_GIVEN TEXT_.
=-=-=

He is never dull if he is never eloquent; he is always wise if he is
seldom witty. Among the Elizabethan poets there will have been many of
a lowlier quality, many who could not have reached the piety and sweet
humour of "My friend if cause doth wrest thee," which, with its happy
close of "And sit down, Robin, and rest thee," is the best known of
all his rhymes. As a verbal acrobat I don't suppose any of them
could approach him. His greatest feat in that kind was his "Brief
Conclusion" in twelve lines, every word in every line of which began
with T. Thus:
The thrifty that teacheth the thriving to thrive,
Teach timely to traverse the thing that thou 'trive,
and so on. If _Peter Piper_ dates so early, Tusser beats it
handsomely.
For the rest, he writes doggerel, and has no other pretensions that I
can see. All the Elizabethans did, Shakespeare among the best of
them. And I don't know that Shakespeare's doggerel is much better
than Tusser's doggerel. It is something that, swimming in such a brave
company, he should keep his head above water; and something more that
in one other point Tusser can vie with the foremost. His knack of
christening his personages with _ad hoc_ names recalls Shakespeare's,
which, with its Dick the Carter and Marian's nose, was of the same
kind and degree. Here is an example, where he wishes to instil the
value of hedge-mending. If you let your fences down, he says:
At noon, if it bloweth, at night if it shine,
Out trudgeth Hew Makeshift with hook and with line;
While Gillet his blowse is a milking thy cow,
Sir Hew is a rigging thy gate, or thy plow.
Autolycus sang like that. Now take an allusive couplet addressed to
the house-mistress, that she by all means see the lights out:
Fear candle in hay-loft, in barn, and in shed,
Fear Flea-smock and Mend-breech for burning their bed.
Right Shakespearian direction: few words and to the mark. But Tusser
is seldom up to that level, and never on it long.
We may as well be clear about the kind of farmer Tusser was before we
go any further. A farmer, indeed, he happens to have been; but he was
also a husbandman. A farmer in his day was a man who paid a yearly
rent for something, by no means necessarily land. To farm a thing was
to pay a rent for it. You could farm the tithe, or the King's taxes;
you could farm a landlord's rent-roll, a corporation's market-dues,
the profits of a bridge or of a highway. The first farmers of land
were the men who took over all the estates of a monastery, paying the
holy men a sufficiency, and making what they could over and above.

=-=-=

Carry on the passage about Tusser, picking up right after its last sentence.

(Coordinate annotation listing)
=-=-=

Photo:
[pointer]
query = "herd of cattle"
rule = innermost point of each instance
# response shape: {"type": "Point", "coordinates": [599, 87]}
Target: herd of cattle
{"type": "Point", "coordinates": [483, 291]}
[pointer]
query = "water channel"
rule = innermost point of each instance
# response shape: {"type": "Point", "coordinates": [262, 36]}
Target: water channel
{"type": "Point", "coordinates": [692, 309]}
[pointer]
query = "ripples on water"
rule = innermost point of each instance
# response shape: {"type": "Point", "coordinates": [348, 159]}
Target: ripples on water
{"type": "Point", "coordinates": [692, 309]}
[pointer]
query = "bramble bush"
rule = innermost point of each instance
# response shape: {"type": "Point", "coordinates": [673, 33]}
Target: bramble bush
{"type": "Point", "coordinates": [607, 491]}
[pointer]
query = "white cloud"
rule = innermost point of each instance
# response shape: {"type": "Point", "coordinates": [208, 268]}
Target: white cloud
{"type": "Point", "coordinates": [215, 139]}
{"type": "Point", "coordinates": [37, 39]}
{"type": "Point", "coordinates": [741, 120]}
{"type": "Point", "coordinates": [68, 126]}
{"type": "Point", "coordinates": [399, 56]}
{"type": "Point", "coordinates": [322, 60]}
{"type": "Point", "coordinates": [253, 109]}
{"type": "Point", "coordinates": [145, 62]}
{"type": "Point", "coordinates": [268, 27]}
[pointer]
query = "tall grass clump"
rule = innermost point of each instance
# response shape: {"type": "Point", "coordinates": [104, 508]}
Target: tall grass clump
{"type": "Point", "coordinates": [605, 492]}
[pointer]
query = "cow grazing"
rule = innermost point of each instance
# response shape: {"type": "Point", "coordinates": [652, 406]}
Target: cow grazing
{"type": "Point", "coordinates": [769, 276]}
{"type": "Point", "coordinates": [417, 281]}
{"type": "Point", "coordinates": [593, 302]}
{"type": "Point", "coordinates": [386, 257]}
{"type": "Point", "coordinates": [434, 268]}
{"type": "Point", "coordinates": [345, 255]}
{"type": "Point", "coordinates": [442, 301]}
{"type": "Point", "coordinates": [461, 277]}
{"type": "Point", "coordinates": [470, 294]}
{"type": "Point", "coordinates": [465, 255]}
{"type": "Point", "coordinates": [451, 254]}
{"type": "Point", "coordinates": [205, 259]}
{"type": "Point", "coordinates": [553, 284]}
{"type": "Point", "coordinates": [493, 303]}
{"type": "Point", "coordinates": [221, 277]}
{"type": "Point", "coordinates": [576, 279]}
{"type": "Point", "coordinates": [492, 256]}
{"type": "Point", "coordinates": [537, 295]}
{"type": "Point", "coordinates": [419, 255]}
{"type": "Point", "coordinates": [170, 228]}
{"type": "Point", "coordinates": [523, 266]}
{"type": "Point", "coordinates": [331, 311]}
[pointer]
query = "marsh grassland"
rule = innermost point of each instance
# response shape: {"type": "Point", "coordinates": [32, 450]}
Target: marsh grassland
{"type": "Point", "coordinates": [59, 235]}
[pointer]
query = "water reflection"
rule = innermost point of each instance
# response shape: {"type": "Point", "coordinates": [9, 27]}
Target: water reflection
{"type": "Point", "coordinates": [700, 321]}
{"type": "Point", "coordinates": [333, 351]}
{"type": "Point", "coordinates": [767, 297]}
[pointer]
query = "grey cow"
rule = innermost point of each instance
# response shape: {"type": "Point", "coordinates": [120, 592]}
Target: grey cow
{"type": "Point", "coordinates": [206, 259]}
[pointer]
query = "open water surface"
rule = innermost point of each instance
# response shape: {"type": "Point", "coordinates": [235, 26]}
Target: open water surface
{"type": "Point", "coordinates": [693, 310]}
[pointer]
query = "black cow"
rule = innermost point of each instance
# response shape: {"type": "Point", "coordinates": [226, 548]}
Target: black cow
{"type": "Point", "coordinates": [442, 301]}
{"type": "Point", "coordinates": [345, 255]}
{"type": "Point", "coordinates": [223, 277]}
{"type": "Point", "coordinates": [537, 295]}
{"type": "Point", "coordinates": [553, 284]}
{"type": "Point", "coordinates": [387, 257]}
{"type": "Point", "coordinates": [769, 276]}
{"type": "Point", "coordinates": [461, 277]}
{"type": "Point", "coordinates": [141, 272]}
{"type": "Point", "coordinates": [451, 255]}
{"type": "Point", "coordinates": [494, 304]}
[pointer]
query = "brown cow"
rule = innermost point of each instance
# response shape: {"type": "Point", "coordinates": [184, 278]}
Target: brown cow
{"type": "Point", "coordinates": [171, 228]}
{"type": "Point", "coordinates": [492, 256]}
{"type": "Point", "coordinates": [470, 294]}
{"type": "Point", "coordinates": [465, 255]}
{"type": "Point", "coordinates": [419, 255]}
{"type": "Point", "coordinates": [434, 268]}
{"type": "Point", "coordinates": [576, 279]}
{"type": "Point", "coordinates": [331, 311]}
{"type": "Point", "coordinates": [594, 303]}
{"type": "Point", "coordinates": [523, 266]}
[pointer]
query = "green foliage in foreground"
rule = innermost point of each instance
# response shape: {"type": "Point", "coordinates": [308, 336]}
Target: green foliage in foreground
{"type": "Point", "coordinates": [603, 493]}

=-=-=

_EXERCISE ANSWER_.
In Elizabeth's time the great landlords had taken a leaf out of the
monks' book, and the farmer of land was becoming more common. There
were yet, however, many husbandmen who were not farmers at all: yeomen
of soccage tenure, and tenants by copy of court-roll. That class was
probably the most numerous of all, and Tusser, though he objected to
its common fields, or "champion land," as he calls it, had plenty to
tell them. He must, I think, himself have been a copyholder in
his day, so feelingly does he deal with the detriments of a
champion-holding. The need, for example, of watching the beasts
straying at will over the open fields!
Where champion wanteth a swineherd for hog
There many complaineth of naughty man's dog.
Where each his own keeper appoints without care,
There corn is destroyed ere men be aware
And again more bitterly:
Some pester the commons with jades and with geese,
With hog without ring, and with sheep without fleece.
Some lose a day's labour with seeking their own,
Some meet with a booty they would not have known.
Great troubles and losses the champion sees,
And even in brawling, as wasps among bees:
As charity that way appeareth but small;
So less be their winnings, or nothing at all.